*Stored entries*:

- - - - -

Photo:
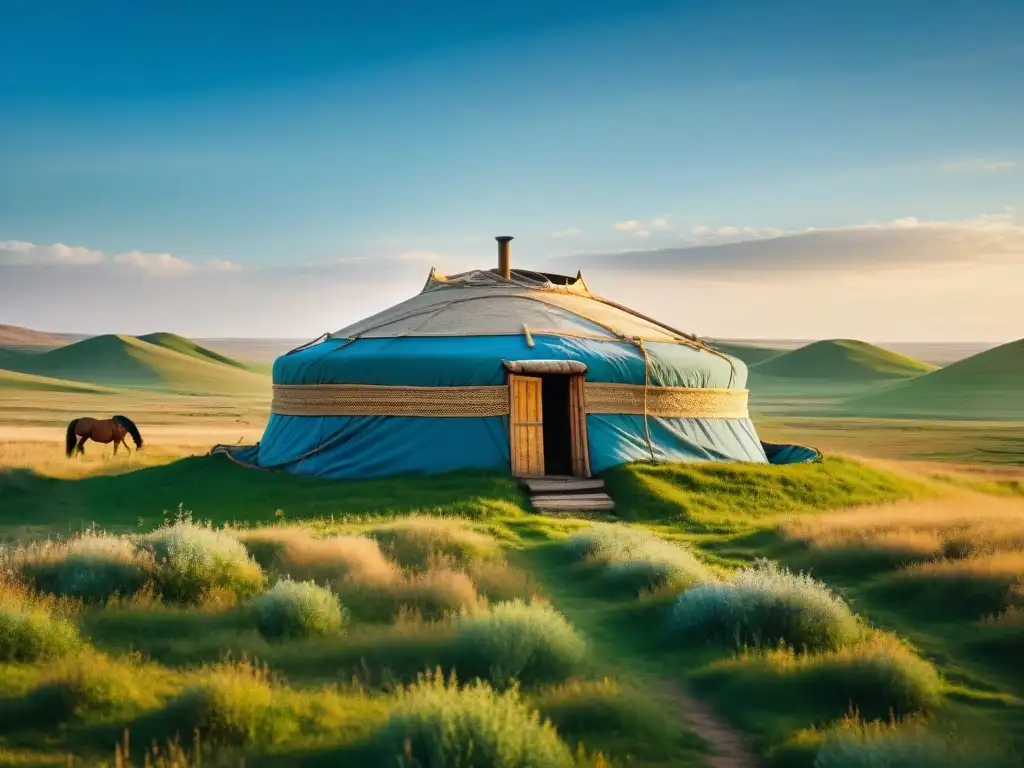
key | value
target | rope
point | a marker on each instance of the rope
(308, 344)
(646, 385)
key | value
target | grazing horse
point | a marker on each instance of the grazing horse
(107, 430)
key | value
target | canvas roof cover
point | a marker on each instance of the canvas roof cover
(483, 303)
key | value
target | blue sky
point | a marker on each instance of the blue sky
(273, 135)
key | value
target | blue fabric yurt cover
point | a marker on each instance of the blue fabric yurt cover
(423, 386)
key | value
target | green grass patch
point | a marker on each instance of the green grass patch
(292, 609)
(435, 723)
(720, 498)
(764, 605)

- - - - -

*WHAT THE TASK REQUIRES*: Pick out each line in the entries above that contains the string "green", and copy those lines in full. Case matters when matching the string.

*TASK RESPONSE*:
target | green grass patch
point | a marker on each instance of the green grass patch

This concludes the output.